:: FRAGMENT DOKUMENTU

Dołączam się do tych słów, dając wam obietnicę, że jeśli poświęcicie czas każdego dnia na studiowanie słowa Bożego, zarówno osobiście, jak i z rodziną, pokój będzie panował w waszym życiu. Nie przyjdzie on z zewnątrz, ze świata, który was otacza. Odnajdziecie go w waszym domu, w waszej rodzinie, w waszym sercu. Będzie to dar Ducha. Będzie od was emanował i wywierał wpływ na ludzi, którzy są wokół was. Będziecie spełniać ważną rolę w pielęgnowaniu pokoju na całym świecie.

Nie twierdzę, że wasze życie będzie wolne od wyzwań. Pamiętacie, że Adam i Ewa w Ogrodzie Eden byli wolni od wyzwań, ale nie byli w stanie odczuwać szczęścia, radości i spokoju. Wyzwania są bardzo ważną częścią życia doczesnego. Poprzez codzienne, konsekwentne studiowanie pism świętych, odnajdziecie pokój pośród zgiełku i siłę, by oprzeć się pokusom. Rozwiniecie silną wiarę w łaskę Boga i będziecie wiedzieć, że dzięki Zadośćuczynieniu Jezusa Chrystusa wszystko zostanie naprawione w określonym przez Boga czasie.

::::

> ZADANIE 1:
Zacytuj dosłownie część fragmentu o studiowaniu słowa Bożego, zaczynając od „Nie twierdzę, że”, a kończąc na „przez Boga czasie.”.
> ZADANIE 2:
Odpowiedz na podstawie fragmentu o studiowaniu słowa Bożego:
(a) Skąd, jak mówi tekst, pokój nie przyjdzie?
(b) Kto w Ogrodzie Eden był wolny od wyzwań?
(c) Co oprócz pokoju pośród zgiełku odnajdzie się dzięki codziennemu studiowaniu pism świętych?

:: POZYCJE ZBIORU DANYCH

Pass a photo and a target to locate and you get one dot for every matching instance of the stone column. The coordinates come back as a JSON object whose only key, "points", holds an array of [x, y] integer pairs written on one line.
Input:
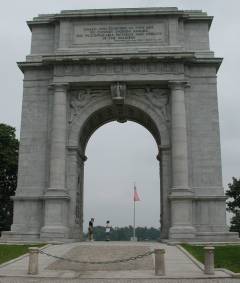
{"points": [[159, 262], [181, 195], [164, 158], [56, 196], [209, 260]]}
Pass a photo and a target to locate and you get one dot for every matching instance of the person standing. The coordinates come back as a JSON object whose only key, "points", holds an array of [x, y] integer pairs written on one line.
{"points": [[107, 230], [90, 230]]}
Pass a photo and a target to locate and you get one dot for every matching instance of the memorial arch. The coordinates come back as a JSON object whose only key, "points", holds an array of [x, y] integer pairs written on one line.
{"points": [[86, 68]]}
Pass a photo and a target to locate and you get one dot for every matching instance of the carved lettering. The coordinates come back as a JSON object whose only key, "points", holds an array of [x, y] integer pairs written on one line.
{"points": [[116, 33], [118, 68]]}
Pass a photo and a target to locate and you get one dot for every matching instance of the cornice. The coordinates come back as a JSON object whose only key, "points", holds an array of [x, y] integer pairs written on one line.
{"points": [[187, 58], [188, 15]]}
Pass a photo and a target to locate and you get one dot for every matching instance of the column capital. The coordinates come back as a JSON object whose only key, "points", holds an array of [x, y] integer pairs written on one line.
{"points": [[178, 85], [78, 151], [59, 86]]}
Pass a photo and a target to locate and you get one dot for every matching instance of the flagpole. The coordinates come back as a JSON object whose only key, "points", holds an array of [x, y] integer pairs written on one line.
{"points": [[133, 220]]}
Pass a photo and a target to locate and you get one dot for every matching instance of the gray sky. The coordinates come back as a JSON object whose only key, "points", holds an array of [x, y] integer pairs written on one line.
{"points": [[127, 150]]}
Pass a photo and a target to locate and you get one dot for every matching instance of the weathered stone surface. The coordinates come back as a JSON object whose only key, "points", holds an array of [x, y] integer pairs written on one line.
{"points": [[87, 68]]}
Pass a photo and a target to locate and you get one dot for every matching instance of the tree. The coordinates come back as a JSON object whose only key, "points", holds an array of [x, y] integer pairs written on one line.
{"points": [[233, 205], [8, 174]]}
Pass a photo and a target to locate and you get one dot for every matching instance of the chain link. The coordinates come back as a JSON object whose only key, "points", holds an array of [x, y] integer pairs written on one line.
{"points": [[99, 262]]}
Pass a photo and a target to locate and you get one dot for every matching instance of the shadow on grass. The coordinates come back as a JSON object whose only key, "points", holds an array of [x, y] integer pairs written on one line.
{"points": [[9, 252], [225, 256]]}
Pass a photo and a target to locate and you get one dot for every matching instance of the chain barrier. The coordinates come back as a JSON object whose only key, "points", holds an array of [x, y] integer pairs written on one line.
{"points": [[99, 262]]}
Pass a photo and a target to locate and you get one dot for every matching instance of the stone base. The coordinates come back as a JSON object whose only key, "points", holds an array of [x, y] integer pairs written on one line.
{"points": [[56, 233], [206, 237], [9, 236], [183, 232], [217, 237]]}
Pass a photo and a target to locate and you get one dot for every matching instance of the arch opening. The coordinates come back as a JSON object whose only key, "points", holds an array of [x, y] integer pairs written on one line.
{"points": [[132, 114], [118, 156]]}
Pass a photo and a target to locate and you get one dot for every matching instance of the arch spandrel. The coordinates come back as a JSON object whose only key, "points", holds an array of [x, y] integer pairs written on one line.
{"points": [[140, 106]]}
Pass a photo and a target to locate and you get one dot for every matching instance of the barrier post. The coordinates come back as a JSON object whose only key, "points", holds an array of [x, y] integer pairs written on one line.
{"points": [[209, 260], [33, 260], [159, 262]]}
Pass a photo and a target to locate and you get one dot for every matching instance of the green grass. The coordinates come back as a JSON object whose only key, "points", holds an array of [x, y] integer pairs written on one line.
{"points": [[8, 252], [225, 256]]}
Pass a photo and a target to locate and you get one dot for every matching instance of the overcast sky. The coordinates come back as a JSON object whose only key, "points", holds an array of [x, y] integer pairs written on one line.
{"points": [[119, 154]]}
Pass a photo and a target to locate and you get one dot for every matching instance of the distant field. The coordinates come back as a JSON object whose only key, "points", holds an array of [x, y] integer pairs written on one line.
{"points": [[8, 252], [225, 256]]}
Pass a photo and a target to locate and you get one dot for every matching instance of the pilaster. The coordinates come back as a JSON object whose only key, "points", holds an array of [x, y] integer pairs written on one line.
{"points": [[181, 195], [56, 197]]}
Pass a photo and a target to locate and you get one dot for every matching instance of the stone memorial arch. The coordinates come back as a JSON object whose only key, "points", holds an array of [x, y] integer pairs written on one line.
{"points": [[89, 67]]}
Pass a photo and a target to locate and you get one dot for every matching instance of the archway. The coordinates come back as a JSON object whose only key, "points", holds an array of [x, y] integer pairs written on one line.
{"points": [[103, 112], [128, 152]]}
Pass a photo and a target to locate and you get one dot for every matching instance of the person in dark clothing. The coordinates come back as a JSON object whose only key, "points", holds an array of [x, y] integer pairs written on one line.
{"points": [[90, 229], [107, 230]]}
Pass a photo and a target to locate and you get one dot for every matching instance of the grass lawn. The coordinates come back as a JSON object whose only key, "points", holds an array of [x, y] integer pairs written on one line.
{"points": [[225, 256], [8, 252]]}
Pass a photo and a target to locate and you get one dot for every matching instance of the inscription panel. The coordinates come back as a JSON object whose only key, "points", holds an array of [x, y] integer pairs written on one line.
{"points": [[118, 68], [104, 33]]}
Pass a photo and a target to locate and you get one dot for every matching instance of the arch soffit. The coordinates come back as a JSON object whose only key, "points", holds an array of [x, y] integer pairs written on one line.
{"points": [[100, 105]]}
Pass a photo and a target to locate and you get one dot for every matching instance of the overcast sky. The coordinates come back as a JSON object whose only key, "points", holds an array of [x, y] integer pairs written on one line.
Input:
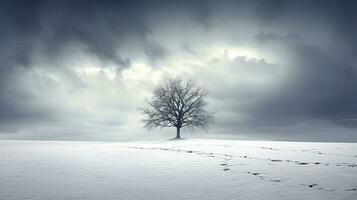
{"points": [[275, 70]]}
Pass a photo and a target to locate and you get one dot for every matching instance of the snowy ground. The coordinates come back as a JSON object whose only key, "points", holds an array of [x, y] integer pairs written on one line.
{"points": [[188, 169]]}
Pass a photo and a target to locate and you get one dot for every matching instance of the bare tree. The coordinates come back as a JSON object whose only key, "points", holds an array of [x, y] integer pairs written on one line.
{"points": [[177, 103]]}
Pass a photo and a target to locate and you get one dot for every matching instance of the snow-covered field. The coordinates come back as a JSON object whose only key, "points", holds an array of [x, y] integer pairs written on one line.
{"points": [[187, 169]]}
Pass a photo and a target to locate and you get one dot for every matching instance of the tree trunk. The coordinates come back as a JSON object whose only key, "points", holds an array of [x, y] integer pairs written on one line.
{"points": [[178, 133]]}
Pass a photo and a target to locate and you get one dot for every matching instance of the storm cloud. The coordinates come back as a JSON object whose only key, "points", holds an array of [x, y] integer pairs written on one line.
{"points": [[275, 69]]}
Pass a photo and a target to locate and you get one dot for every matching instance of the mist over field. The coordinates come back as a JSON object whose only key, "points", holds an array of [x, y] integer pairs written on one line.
{"points": [[275, 70]]}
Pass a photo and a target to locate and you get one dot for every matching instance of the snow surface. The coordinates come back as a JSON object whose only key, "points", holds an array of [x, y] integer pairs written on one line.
{"points": [[186, 169]]}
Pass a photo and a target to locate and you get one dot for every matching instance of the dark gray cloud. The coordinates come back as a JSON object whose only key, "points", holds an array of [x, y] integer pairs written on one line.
{"points": [[315, 41]]}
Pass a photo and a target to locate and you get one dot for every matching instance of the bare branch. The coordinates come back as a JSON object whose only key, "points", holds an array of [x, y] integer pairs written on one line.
{"points": [[178, 104]]}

::::

> ROZWIĄZANIE ZADANIA 1:
Nie twierdzę, że wasze życie będzie wolne od wyzwań. Pamiętacie, że Adam i Ewa w Ogrodzie Eden byli wolni od wyzwań, ale nie byli w stanie odczuwać szczęścia, radości i spokoju. Wyzwania są bardzo ważną częścią życia doczesnego. Poprzez codzienne, konsekwentne studiowanie pism świętych, odnajdziecie pokój pośród zgiełku i siłę, by oprzeć się pokusom. Rozwiniecie silną wiarę w łaskę Boga i będziecie wiedzieć, że dzięki Zadośćuczynieniu Jezusa Chrystusa wszystko zostanie naprawione w określonym przez Boga czasie.

> ROZWIĄZANIE ZADANIA 2:
(a) Z zewnątrz, ze świata, który nas otacza.
(b) Adam i Ewa.
(c) Siłę, by oprzeć się pokusom.